Говоря более нейтрально, хочу сказать, что я стремлюсь к прояснению того, к чему же стремится Фрипп — и кажется, это не создание композиций как таковых, а скорее культивация некого особого набора отношений между музыкой, музыкантами и публикой. Время от времени он прорывается сквозь пелену своих собственных теорий и попадает прямо в точку: «В тех случаях, когда вас возбуждает Орландо Гиббонс, или у вас изо рта идёт пена от классики японского кото, Хендрикс хватает вас за шиворот или поднимают на ноги Sex Pistols — неважно, кто — вы знаете, что в этот момент вы живы.» (Дери 1985, 56)
Можно сказать, что нам просто нужны не столько новые великие шедевры композиции, сколько просвещённые указания о том, как найти внутренний смысл музыки, одновременно являющийся человеческим опытом: как использовать музыку для того, чтобы ожить. И именно такие инструкции Фрипп в своей нелёгкой своеобразной манере пытался донести до нас все эти годы.
Связи между рок-музыкой и религиозными побуждениями столь многогранны, что по этому предмету были написаны целые книги — например, Лестница в небо: Духовные корни рок-н-ролла Дэйвина Сея и Мэри Нили. Музыка африканских племён, христианство Нового Света, вудуизм, блюз, госпел, кантри-музыка «Библейского Пояса»[21], ритм-энд-блюз, рок-н-ролл: это одна непрерывная цепь. В главе «Слушайте, как стонет эта длинная змея» своей книги Танцы теней в США Майкл Вентура рассматривает связь рока с вудуизмом. Вудуизм, трудноопределимая смесь племенных ритуалов и христианского символизма, был, по словам Вентуры, «метафизическим достижением, столь же великим, как. построение шартрезского собора или написание Бхагавад-Гиты. Эти люди строили свои соборы и писали свои священные книги внутри своих тел при помощи системы, способной передаваться из поколения в поколение. Этой системой был ритм.» (Вентура, 115) Далее Вентура описывает подъём рок-н-ролла как месть телесной духовности, которую всячески старалась подавить общепринятая религия.

> _ЗАДАНИЕ_: Перепишите, пожалуйста, часть цитируемого отрывка, переименовав "Фрипп" в "Роберт Фрипп": начните с места, где стоят слова "Говоря более нейтрально, хочу", и остановитесь после слов "(Дери 1985, 56)".

> _ПРИВЕДЁННЫЙ СПИСОК_:

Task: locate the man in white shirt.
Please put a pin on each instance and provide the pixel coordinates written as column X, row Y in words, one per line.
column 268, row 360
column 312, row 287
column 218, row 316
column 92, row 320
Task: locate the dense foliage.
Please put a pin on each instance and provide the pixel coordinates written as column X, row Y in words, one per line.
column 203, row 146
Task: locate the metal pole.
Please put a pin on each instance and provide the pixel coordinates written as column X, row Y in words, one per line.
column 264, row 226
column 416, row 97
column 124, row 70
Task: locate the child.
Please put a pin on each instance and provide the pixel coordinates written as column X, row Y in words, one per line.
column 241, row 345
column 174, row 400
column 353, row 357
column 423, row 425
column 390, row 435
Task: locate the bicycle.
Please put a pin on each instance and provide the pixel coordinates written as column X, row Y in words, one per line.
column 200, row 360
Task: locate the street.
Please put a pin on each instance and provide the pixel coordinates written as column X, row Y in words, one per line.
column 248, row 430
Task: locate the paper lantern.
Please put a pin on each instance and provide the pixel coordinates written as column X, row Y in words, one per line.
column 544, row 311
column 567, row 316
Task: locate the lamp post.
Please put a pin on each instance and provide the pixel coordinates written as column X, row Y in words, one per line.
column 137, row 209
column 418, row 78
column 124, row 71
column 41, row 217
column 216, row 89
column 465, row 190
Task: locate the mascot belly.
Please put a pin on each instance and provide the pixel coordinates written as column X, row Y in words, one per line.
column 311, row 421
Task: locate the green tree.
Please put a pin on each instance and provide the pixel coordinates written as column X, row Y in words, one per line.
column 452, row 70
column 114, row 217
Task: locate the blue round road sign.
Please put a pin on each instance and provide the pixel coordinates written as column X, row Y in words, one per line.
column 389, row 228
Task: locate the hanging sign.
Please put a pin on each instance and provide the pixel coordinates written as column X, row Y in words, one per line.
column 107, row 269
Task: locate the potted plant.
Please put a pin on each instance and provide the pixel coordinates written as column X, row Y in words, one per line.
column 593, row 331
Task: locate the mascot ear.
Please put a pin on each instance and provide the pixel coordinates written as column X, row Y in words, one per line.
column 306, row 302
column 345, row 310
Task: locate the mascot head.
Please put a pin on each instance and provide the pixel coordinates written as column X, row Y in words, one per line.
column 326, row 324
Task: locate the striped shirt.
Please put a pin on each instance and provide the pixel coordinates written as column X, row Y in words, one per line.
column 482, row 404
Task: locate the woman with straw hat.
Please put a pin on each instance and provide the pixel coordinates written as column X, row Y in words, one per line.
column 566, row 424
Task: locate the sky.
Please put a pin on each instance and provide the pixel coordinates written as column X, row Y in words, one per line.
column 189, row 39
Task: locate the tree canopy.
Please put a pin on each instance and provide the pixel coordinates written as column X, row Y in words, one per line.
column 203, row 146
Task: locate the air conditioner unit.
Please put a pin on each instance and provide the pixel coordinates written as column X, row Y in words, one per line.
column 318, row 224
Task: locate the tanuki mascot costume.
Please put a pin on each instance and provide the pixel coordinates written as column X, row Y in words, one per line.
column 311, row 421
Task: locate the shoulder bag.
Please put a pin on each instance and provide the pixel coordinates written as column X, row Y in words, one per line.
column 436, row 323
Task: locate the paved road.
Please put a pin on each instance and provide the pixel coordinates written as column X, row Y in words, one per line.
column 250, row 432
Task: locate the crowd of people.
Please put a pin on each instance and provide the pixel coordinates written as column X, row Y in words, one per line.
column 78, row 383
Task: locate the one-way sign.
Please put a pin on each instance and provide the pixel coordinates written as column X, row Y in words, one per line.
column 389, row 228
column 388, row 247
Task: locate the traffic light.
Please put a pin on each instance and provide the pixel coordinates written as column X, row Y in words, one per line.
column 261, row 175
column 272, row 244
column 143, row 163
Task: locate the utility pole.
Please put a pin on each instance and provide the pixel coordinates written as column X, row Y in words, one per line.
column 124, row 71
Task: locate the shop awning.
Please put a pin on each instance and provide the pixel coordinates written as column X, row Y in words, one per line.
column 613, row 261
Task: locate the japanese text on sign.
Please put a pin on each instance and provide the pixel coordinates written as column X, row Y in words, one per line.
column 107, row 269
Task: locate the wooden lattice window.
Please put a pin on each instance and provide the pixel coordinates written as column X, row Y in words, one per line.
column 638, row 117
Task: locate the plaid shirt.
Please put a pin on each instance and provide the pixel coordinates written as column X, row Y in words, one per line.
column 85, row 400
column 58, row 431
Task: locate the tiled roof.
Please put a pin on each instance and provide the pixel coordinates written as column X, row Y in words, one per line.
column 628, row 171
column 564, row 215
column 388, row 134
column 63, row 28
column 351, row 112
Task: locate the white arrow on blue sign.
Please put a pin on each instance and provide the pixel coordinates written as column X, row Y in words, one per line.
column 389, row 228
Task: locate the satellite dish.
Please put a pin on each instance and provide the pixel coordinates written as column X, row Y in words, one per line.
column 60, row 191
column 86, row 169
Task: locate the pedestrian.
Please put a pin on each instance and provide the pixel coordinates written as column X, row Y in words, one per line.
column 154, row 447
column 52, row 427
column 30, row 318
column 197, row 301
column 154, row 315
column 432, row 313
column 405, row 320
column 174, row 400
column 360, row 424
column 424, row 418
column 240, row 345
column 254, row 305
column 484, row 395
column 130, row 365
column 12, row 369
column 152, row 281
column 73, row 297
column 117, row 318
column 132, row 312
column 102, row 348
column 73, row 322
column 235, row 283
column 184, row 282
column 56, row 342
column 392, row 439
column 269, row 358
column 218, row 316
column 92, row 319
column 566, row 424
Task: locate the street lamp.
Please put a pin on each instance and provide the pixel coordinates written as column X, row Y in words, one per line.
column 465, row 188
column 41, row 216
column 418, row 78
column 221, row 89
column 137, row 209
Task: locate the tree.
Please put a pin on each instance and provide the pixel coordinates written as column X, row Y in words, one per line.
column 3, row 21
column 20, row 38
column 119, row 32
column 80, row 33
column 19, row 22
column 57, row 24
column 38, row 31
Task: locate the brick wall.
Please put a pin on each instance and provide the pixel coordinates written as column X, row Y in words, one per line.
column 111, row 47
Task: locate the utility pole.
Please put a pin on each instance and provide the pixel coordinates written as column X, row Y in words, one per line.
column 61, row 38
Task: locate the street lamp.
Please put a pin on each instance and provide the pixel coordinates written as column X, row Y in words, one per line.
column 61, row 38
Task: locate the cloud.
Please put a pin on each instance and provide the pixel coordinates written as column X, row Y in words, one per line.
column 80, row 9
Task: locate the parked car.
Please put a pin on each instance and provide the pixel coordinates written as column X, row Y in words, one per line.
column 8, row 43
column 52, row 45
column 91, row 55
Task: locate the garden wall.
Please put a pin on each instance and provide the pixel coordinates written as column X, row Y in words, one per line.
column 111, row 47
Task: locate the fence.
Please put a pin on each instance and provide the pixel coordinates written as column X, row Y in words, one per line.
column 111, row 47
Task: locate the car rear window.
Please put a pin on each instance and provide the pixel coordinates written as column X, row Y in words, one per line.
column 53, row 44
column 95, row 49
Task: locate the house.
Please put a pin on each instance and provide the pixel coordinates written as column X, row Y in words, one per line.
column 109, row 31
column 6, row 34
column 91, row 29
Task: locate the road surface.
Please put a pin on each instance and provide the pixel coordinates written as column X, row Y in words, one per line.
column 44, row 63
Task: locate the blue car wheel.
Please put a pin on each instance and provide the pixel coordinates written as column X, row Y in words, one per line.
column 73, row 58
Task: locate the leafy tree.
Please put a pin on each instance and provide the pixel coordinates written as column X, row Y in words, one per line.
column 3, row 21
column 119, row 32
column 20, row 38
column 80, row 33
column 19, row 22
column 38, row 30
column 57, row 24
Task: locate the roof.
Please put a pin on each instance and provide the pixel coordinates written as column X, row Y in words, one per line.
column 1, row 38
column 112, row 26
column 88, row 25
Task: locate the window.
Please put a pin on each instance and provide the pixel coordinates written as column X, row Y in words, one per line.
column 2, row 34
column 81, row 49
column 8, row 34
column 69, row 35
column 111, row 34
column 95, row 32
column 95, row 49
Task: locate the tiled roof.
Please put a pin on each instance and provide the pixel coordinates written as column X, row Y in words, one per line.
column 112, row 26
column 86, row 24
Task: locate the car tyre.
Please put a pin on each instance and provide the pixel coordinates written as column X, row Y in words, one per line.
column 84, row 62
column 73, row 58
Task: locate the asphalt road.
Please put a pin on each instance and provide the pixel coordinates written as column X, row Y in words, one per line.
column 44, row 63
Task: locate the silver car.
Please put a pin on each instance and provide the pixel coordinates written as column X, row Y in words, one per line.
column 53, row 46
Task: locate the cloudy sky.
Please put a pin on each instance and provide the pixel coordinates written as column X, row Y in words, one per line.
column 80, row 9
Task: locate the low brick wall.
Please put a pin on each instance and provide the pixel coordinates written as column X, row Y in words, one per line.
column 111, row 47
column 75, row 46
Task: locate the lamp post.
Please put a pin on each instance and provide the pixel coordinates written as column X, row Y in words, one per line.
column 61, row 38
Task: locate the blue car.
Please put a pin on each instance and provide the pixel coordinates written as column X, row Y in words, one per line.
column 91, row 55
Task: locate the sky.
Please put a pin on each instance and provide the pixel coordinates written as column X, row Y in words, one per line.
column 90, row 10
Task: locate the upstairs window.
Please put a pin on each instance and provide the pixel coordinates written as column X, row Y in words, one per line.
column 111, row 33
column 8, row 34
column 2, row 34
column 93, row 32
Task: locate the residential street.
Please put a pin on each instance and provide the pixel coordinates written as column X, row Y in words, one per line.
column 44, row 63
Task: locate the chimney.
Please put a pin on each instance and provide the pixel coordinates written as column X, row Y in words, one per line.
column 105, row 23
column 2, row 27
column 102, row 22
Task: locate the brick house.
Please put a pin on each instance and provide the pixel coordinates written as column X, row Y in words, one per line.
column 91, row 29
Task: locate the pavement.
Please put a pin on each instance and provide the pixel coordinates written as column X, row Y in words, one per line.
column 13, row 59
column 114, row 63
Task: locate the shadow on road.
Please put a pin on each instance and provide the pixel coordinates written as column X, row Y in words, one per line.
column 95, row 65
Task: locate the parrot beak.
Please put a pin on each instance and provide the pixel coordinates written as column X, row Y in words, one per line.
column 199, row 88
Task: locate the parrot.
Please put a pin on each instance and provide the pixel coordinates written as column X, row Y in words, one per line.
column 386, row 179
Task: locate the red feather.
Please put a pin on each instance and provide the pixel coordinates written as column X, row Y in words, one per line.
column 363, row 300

> _ПОЛНЫЙ ОТВЕТ_:
Говоря более нейтрально, хочу сказать, что я стремлюсь к прояснению того, к чему же стремится Роберт Фрипп — и кажется, это не создание композиций как таковых, а скорее культивация некого особого набора отношений между музыкой, музыкантами и публикой. Время от времени он прорывается сквозь пелену своих собственных теорий и попадает прямо в точку: «В тех случаях, когда вас возбуждает Орландо Гиббонс, или у вас изо рта идёт пена от классики японского кото, Хендрикс хватает вас за шиворот или поднимают на ноги Sex Pistols — неважно, кто — вы знаете, что в этот момент вы живы.» (Дери 1985, 56)